## Exercise 1
Decide whether each statement below agrees with the sculpin streamer thread. Answer yes or no for (a), (b) and (c), and quote the deciding words of the thread. (a) troutchops says a wool head can make the fly a little heavy to cast. (b) FISHCATCHER1 has already fished the sculpins tied with laser dub heads. (c) Bull Market buys fluorocarbon in one-hundred yard spools.
## Exercise 2
Carry the sculpin streamer thread forward from its last line, the heading for Dave's post.

# sculpin streamers...deer hair or wool?



## FISHCATCHER1 (Nov 18, 2010)

ive been tying some streamers and i was curious as to which material you guys prefer for the heads? i went to schultz the other day and talked to greg senyo and he talked me into buying some of the senyo laser dub to make the heads on the sculpins and it looks awesome. yet to use them unfortunately. anyways what do you guys prefer as far as fishing them goes? the dubbing is super easy to tie compared to hair so thats a plus but what are your opinions?


----------



## troutchops (Apr 15, 2005)

I use mostly wool, but have used these sculpin heads also.


----------



## FISHCATCHER1 (Nov 18, 2010)

how does the wool sink? better than deer hair i would think


----------



## troutchops (Apr 15, 2005)

Once it gets wet it sinks and pushes a good amount of water. It can get a little heavy to cast. Whenever fishing zoo cougars (deer hair), you need a sinking line to get them down since deer hair floats, that's what gives it that good action.


----------



## rcleofly (Feb 18, 2012)

Very nice flies troutchop

Jack


----------



## Bull Market (Mar 12, 2005)

Wool or deer hair? It depends on what you need to achieve. Depending on the type of line you are using, speed of the current, length of leader, how low in the water column you feel you need to get, etc. That all comes into play. 

In my streamer box, I have some with spun deer hair, some with spun deer hair over lead dumb bell eyes, some with wool heads (or fox tail under-fur), some with ice dub heads. My Madonnas are spun deer hair both with and without coneheads, etc. I carry a variety of styles and weights (and flash) to suit the situation. And, I change up often, which means I carry spools tippet material. I get my fluorocarbon in two-hundred yard spools, (8#, 10#, 12# and 15#) and keep replenishing my tippet spools as necessary. 

So, in my opinion, "it depends".


----------



## Dave (Mar 31, 2000)

## Entries taken from a collection
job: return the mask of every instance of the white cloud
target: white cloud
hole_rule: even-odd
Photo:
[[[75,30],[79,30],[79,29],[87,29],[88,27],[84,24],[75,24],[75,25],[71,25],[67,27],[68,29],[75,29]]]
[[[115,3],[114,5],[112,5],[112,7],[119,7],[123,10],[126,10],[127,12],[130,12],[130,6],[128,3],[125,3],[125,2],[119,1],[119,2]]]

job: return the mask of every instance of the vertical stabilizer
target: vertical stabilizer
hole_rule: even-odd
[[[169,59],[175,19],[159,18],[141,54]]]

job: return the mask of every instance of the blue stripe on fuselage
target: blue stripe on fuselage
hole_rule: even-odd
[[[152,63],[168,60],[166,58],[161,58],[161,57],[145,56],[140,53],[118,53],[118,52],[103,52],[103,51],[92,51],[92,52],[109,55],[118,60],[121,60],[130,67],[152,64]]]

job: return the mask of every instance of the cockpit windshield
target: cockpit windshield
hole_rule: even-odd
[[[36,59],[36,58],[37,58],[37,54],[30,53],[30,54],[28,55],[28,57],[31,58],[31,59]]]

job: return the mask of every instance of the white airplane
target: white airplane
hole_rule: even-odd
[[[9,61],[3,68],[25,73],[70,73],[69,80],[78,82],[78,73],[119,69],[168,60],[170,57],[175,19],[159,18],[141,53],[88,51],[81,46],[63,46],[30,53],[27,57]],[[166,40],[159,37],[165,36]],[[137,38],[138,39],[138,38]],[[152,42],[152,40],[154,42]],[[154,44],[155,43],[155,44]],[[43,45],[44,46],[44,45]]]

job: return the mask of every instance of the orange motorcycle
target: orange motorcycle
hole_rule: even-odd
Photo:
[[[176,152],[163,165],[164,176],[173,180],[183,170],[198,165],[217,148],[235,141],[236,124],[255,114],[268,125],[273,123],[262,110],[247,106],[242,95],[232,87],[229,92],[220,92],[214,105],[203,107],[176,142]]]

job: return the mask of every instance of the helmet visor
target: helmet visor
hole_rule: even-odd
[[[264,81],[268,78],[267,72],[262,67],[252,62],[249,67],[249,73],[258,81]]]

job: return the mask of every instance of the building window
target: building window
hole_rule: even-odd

## Reply 1
(a) Yes: "It can get a little heavy to cast."
(b) No: "yet to use them unfortunately."
(c) No: "I get my fluorocarbon in two-hundred yard spools"

## Reply 2
I use wool on all my sculpins, it dose sink better then deer hair. The only streamer I use deer hair on are my Zoo Cougars. At times I add some led to the shank of the hook, maybe 6 turns of .015 to my streamers.


----------



## twowack (Dec 21, 2010)

I like to use wool,craft fur, deer hair,hair off of stuffed animals,and anything else that I can find,it all works for me.Good luck!


----------



## FISHCATCHER1 (Nov 18, 2010)

thanks for all the replys guys. i guess i just need to get out there and fish....but this whole work thing really screws up my fishing...


----------



## rcleofly (Feb 18, 2012)

FISHCATCHER1 said:


> thanks for all the replys guys. i guess i just need to get out there and fish....but this whole work thing really screws up my fishing...


Amen to that homie!

Jack


----------



## Boozer (Sep 5, 2010)

I like using craft fur, it spins just like wool will and to me a better action and a lot more color choices...


----------



## abbatoys (Sep 3, 2005)

I can't work deer hair period. I have really been using Rams Wool on most of my sculpin / leech streamers. I guess it doesn't much matter, fish don't like anything I throw at em..lol


----------



## Chromedoggy (Mar 25, 2007)

Deer Hair for stripping
Aussie Possum for swinging
ONLY use Laser Dub if you want an unfair advantage over the rest.


----------



## djweiser (Jun 2, 2009)

I fish both and carry both. You can get the deer hair to float and get the Hawgs to come to the surface at night. Wool sinks like a rock when its wet; so does deer hair after it gets saturated. I guess it all depends on what you want to do. I also like the new lead heads for deep water exploration.


----------



## rcleofly (Feb 18, 2012)

I've been playing with the new lead heads a lot. Fun to tie with. I have a deer hair streamer that I love to strip on the surface in the rain. I call it my rainy day sculpin. Works very very good for browns.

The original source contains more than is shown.